▸ Aim of the task: Reproduce the data between the line holding "it: point(382, 514)." and the end of the data, inclusive, switching each "Target" to "Object". Keep everything else as it is.

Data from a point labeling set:
__________________________________________________

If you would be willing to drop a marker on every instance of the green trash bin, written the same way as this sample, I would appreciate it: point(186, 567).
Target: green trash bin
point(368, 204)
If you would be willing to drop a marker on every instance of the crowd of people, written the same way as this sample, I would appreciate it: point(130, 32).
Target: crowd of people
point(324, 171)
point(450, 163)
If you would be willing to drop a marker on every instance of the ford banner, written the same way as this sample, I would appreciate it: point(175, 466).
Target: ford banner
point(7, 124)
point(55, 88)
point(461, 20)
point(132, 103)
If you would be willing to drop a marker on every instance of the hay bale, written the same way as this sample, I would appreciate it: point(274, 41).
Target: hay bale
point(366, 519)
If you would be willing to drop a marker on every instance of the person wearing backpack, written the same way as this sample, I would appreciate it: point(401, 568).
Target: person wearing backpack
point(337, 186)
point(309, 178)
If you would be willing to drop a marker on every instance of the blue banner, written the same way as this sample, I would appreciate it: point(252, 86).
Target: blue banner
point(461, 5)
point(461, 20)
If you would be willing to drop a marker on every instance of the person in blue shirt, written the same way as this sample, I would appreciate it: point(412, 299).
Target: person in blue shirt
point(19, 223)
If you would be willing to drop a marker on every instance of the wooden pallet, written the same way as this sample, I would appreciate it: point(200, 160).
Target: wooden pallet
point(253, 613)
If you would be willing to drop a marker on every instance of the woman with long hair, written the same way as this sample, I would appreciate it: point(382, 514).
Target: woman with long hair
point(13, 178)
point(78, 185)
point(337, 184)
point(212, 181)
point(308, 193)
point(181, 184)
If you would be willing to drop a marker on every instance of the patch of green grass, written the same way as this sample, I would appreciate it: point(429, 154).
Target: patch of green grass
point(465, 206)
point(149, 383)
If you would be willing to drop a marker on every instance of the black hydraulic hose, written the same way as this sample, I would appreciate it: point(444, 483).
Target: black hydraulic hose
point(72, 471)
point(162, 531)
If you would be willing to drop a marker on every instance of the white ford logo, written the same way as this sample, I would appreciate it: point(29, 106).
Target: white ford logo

__________________________________________________

▸ Final result:
If you would be willing to drop a marker on every instance of the woman with long hair, written the same way as this sample, I would appreciate it: point(382, 514).
Object: woman with long hair
point(13, 178)
point(78, 185)
point(337, 184)
point(212, 181)
point(308, 193)
point(181, 184)
If you would be willing to drop a marker on every instance of the patch of green grass, written the same way as this sample, I would appreciate it: point(429, 154).
Object: patch of green grass
point(465, 206)
point(149, 383)
If you would be willing to drop a marker on every instance of the black hydraulic hose, written the same way as this sample, I would appreciate it: point(444, 483).
Object: black hydraulic hose
point(72, 471)
point(162, 531)
If you would be willing to drop a marker on every instance of the white ford logo, written the same way as this sample, I would appreciate it: point(29, 106).
Object: white ford logo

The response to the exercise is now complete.